## GOAL
Rewrite the items starting at the line that contains "of the fingers." and ending at the line that contains "column 284, row 96", changing every "wildlife count" to "habitat survey". Keep everything else the same, and give only those lines.

## Dataset excerpt
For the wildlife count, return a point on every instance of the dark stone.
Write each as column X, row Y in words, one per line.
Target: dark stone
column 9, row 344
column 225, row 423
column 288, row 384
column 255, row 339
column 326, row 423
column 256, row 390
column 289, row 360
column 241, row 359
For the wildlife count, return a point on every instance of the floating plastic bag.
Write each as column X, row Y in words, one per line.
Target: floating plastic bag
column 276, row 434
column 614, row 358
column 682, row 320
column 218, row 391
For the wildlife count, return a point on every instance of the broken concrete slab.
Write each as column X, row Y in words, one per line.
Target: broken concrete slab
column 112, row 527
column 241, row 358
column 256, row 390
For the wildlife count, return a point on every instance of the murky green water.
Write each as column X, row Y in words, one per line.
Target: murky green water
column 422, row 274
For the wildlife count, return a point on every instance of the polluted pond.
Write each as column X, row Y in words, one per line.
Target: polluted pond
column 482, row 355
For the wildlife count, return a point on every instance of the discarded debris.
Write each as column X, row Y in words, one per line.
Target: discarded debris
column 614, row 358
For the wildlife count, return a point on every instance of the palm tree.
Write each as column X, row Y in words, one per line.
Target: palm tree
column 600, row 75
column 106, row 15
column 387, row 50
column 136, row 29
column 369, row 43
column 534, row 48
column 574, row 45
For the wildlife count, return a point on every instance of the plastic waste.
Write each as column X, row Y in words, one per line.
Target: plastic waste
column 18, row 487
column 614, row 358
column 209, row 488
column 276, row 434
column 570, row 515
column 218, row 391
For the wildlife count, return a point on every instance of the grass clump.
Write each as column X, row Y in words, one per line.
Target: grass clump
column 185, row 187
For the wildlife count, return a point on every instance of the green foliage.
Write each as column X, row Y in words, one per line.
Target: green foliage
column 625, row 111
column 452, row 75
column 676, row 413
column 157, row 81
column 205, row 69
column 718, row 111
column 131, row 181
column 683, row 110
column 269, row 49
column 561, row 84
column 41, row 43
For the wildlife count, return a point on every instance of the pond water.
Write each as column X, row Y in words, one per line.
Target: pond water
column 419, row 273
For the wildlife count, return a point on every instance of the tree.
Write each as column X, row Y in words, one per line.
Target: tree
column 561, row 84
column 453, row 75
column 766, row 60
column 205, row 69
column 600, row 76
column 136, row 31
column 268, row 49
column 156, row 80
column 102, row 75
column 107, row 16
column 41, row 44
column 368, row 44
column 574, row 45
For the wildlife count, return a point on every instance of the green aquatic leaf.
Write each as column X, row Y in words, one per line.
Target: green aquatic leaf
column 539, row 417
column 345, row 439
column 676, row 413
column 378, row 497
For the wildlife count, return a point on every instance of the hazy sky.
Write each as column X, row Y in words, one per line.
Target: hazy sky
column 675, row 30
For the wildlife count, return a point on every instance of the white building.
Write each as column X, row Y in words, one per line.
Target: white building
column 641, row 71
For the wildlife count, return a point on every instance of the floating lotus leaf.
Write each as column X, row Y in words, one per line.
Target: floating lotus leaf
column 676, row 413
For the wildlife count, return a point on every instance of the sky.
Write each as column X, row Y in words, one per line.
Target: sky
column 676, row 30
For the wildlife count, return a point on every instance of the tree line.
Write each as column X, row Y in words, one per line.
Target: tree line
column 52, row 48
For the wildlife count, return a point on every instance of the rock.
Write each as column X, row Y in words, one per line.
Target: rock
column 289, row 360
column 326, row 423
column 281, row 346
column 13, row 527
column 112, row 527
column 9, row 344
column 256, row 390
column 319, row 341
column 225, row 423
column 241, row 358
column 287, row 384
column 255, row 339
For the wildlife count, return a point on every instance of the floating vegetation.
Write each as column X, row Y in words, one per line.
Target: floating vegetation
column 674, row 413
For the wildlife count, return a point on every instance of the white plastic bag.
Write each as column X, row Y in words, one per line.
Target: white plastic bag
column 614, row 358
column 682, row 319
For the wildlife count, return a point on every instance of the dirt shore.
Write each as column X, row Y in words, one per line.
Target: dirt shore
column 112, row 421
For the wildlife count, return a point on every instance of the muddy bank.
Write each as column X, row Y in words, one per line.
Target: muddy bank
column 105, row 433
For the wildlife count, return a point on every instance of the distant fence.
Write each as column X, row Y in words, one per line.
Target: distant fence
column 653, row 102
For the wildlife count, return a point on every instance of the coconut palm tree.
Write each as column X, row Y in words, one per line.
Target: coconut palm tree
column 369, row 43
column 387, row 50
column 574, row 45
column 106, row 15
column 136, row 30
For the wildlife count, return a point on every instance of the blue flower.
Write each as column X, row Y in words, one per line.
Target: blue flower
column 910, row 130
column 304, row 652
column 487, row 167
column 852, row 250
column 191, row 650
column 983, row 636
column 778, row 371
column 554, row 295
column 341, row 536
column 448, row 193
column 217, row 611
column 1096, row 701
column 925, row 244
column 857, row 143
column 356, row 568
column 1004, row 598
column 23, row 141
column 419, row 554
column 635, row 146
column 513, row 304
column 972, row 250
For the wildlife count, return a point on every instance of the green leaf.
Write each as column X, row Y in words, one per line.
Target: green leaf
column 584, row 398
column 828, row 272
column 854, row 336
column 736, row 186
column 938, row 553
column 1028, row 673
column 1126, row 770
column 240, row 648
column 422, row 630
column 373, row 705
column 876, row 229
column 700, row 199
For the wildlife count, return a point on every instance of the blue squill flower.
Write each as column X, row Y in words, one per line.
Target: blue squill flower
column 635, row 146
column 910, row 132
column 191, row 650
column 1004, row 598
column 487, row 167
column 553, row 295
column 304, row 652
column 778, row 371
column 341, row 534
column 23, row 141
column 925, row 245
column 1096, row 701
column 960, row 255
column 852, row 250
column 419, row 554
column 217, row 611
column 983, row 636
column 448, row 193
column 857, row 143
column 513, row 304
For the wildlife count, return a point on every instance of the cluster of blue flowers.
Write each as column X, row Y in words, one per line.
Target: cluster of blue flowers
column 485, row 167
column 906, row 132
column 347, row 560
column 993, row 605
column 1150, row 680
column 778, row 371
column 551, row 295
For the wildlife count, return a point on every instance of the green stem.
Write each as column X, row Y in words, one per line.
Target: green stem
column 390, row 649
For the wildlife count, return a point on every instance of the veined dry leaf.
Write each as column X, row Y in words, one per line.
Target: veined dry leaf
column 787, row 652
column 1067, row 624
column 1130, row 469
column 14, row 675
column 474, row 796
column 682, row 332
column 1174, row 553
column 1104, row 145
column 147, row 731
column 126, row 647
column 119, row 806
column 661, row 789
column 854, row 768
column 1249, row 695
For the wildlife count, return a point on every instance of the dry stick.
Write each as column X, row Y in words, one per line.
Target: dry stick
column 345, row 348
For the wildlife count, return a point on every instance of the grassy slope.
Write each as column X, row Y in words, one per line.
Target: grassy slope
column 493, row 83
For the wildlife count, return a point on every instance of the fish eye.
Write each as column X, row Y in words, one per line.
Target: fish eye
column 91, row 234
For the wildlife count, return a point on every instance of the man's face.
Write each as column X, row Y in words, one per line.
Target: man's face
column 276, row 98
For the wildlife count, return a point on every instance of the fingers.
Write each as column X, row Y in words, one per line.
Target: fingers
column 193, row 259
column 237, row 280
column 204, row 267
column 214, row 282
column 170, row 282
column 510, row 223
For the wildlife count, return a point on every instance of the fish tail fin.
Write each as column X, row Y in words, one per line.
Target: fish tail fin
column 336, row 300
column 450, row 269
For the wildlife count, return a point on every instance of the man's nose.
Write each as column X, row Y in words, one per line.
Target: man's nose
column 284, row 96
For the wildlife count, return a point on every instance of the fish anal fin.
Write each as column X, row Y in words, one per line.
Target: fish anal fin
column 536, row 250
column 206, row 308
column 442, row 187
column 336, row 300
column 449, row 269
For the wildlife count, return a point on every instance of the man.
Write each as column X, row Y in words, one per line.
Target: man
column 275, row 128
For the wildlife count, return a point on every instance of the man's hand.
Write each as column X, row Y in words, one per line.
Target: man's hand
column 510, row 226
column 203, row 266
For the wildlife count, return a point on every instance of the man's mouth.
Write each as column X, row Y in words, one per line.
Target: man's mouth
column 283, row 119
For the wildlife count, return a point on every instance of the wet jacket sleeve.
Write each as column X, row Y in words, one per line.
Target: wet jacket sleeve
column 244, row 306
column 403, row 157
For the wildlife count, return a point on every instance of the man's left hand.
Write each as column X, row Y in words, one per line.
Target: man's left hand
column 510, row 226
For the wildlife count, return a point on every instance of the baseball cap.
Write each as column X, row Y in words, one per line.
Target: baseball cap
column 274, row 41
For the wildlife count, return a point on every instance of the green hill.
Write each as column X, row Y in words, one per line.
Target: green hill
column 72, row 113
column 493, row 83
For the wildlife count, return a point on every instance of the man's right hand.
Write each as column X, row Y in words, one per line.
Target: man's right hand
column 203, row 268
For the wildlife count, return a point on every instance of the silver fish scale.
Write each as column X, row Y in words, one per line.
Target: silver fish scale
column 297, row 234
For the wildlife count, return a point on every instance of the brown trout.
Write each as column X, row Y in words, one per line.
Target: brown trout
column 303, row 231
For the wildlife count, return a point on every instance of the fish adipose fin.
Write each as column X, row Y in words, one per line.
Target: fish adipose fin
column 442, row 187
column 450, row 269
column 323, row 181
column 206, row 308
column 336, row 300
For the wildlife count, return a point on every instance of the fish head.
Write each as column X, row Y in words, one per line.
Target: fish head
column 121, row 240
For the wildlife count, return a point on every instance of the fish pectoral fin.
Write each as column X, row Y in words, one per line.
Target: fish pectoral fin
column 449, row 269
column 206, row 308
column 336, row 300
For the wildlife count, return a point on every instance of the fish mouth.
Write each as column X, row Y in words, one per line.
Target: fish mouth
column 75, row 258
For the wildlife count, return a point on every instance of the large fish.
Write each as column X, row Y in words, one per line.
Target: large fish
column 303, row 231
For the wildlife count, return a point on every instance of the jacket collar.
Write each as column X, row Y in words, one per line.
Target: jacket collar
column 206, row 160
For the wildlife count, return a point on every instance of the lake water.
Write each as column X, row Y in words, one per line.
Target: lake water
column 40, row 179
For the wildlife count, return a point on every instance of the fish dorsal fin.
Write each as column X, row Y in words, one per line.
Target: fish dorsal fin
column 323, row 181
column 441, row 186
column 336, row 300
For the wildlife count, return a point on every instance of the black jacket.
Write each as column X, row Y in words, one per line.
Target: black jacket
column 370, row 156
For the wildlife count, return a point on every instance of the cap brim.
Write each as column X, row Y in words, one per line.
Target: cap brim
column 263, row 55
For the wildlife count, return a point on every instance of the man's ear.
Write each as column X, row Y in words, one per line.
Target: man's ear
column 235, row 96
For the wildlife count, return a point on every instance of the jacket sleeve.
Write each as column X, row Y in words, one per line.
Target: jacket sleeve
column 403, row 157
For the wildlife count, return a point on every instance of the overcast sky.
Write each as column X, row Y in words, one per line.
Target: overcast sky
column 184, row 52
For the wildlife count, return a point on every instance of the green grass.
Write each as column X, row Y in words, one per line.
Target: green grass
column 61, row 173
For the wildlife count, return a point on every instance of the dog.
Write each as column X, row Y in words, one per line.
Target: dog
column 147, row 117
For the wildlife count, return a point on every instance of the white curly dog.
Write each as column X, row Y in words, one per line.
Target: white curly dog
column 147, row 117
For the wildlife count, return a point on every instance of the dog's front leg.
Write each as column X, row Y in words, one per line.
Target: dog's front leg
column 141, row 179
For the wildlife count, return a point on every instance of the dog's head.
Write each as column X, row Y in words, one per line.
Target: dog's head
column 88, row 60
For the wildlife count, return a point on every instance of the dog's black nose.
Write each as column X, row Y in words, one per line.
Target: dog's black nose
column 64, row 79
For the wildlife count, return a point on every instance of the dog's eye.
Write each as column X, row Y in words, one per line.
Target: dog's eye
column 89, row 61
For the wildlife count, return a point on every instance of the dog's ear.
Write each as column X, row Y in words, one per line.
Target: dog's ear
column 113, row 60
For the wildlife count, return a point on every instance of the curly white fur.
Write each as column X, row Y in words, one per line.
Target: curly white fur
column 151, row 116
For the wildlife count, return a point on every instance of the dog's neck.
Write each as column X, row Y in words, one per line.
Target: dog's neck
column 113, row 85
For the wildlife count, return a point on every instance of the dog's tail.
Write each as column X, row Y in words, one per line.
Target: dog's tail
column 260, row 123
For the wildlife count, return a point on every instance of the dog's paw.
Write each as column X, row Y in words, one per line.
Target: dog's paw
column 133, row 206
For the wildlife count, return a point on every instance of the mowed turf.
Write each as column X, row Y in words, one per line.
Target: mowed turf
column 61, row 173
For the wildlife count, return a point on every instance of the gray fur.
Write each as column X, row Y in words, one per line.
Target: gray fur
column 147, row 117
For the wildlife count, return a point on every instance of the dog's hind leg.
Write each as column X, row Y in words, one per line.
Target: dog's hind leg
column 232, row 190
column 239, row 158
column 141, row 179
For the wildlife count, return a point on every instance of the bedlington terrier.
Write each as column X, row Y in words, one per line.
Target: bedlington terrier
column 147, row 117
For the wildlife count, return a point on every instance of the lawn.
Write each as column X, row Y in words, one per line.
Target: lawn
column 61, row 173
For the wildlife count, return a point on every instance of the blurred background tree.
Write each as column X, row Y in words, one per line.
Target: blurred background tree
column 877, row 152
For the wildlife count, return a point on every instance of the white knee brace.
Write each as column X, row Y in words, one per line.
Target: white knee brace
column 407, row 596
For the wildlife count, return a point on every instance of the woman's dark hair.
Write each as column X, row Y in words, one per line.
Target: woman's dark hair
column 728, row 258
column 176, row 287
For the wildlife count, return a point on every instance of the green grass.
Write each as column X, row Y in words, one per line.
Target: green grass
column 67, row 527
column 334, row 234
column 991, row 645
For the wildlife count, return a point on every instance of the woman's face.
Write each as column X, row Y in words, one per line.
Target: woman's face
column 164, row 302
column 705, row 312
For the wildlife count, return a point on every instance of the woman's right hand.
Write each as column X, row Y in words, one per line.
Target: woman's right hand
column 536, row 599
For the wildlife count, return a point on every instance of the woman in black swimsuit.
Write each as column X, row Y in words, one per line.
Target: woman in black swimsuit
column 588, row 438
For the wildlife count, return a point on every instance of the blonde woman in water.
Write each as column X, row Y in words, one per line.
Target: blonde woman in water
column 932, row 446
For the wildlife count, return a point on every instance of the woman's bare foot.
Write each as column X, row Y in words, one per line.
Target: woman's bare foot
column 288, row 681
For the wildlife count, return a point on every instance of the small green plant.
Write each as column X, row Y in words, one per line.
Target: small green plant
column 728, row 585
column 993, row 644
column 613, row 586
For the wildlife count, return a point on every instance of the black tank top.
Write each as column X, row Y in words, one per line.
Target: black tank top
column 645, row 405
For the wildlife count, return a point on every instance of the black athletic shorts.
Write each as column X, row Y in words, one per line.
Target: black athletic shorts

## RESULT OF THIS TASK
For the habitat survey, return a point on every instance of the fingers.
Write each as column X, row Y in words, one per line.
Target: fingers
column 193, row 259
column 237, row 280
column 204, row 267
column 214, row 282
column 170, row 282
column 510, row 223
For the habitat survey, return a point on every instance of the fish tail fin.
Write each as column X, row Y in words, one per line.
Target: fish tail fin
column 336, row 300
column 450, row 269
For the habitat survey, return a point on every instance of the man's nose.
Write each as column X, row Y in words, one per line.
Target: man's nose
column 284, row 96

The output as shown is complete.